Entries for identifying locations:
§

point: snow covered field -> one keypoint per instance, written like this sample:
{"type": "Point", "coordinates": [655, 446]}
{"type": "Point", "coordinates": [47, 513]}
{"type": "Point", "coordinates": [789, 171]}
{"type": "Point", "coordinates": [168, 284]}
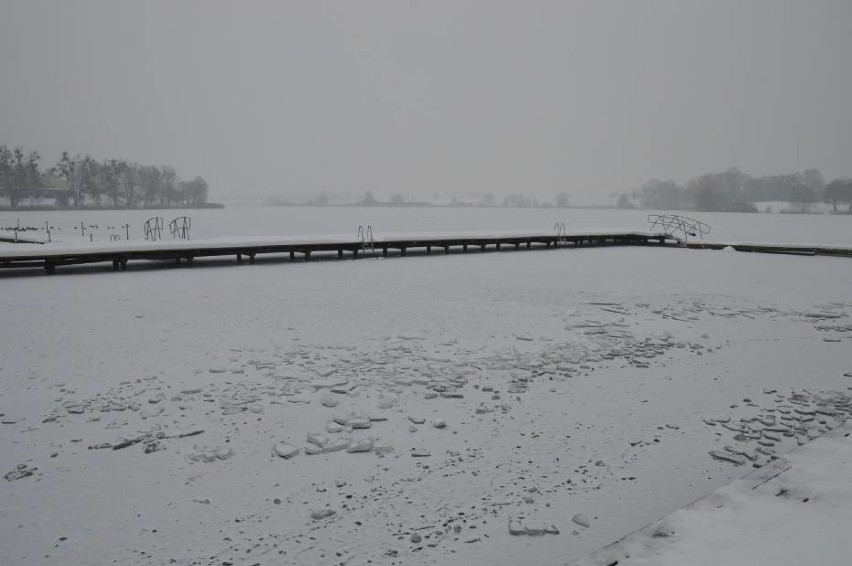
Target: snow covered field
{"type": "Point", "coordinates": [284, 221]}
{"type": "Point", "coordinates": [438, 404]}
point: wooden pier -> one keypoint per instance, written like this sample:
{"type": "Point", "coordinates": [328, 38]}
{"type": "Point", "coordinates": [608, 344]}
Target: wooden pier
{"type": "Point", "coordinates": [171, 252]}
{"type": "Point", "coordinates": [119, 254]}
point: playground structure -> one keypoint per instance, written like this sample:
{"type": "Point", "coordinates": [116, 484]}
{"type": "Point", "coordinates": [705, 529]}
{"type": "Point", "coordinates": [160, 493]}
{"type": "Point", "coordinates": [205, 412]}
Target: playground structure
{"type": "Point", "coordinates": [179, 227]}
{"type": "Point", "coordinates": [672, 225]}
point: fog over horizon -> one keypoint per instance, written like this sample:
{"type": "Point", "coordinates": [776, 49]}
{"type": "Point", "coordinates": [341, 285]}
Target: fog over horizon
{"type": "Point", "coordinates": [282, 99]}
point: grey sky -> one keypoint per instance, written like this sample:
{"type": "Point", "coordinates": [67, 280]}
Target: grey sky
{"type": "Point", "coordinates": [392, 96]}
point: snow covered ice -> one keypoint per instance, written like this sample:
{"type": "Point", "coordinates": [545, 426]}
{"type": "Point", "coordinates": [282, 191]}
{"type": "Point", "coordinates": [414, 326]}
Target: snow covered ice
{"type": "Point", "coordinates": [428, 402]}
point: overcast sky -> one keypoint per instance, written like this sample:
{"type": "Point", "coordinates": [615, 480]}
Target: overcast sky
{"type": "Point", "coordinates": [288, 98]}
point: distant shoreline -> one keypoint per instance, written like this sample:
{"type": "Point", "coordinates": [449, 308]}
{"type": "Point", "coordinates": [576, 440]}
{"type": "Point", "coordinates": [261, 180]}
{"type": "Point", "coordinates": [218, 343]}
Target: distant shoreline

§

EXERCISE DIRECTIONS :: Can you rewrite all of the material above as a numbered list, one line per item, skipping any blank lines? Leave the pictures out of your answer.

FINISHED EXERCISE ::
1. point: snow covered field -> one keypoint per instance, written like this sample:
2. {"type": "Point", "coordinates": [655, 446]}
3. {"type": "Point", "coordinates": [47, 513]}
4. {"type": "Point", "coordinates": [789, 171]}
5. {"type": "Point", "coordinates": [168, 284]}
6. Target: snow covered field
7. {"type": "Point", "coordinates": [284, 221]}
8. {"type": "Point", "coordinates": [438, 404]}
9. point: wooden pier -> one keypoint per instance, written like this sample:
10. {"type": "Point", "coordinates": [328, 38]}
11. {"type": "Point", "coordinates": [608, 344]}
12. Target: wooden pier
13. {"type": "Point", "coordinates": [171, 252]}
14. {"type": "Point", "coordinates": [119, 254]}
15. point: playground structure -> one keypoint per instance, written like this sample:
16. {"type": "Point", "coordinates": [116, 484]}
17. {"type": "Point", "coordinates": [705, 529]}
18. {"type": "Point", "coordinates": [160, 493]}
19. {"type": "Point", "coordinates": [205, 412]}
20. Target: playground structure
21. {"type": "Point", "coordinates": [179, 227]}
22. {"type": "Point", "coordinates": [672, 225]}
23. point: fog over horizon -> one keypoint per instance, written like this sample:
24. {"type": "Point", "coordinates": [776, 49]}
25. {"type": "Point", "coordinates": [341, 285]}
26. Target: fog over horizon
27. {"type": "Point", "coordinates": [282, 99]}
28. point: grey sky -> one keypoint per instance, written like this sample:
29. {"type": "Point", "coordinates": [67, 280]}
30. Target: grey sky
31. {"type": "Point", "coordinates": [392, 96]}
32. point: snow covered ice -> one keypoint per instance, written like this sample:
33. {"type": "Point", "coordinates": [545, 426]}
34. {"type": "Point", "coordinates": [282, 191]}
35. {"type": "Point", "coordinates": [414, 326]}
36. Target: snow covered ice
37. {"type": "Point", "coordinates": [428, 402]}
38. point: overcast sky -> one keypoint per instance, written like this sample:
39. {"type": "Point", "coordinates": [615, 480]}
40. Target: overcast sky
41. {"type": "Point", "coordinates": [288, 98]}
42. point: distant shoreline -> one keypoint per instance, written like this sample:
43. {"type": "Point", "coordinates": [449, 308]}
44. {"type": "Point", "coordinates": [576, 440]}
45. {"type": "Point", "coordinates": [261, 180]}
46. {"type": "Point", "coordinates": [218, 343]}
47. Target: distant shoreline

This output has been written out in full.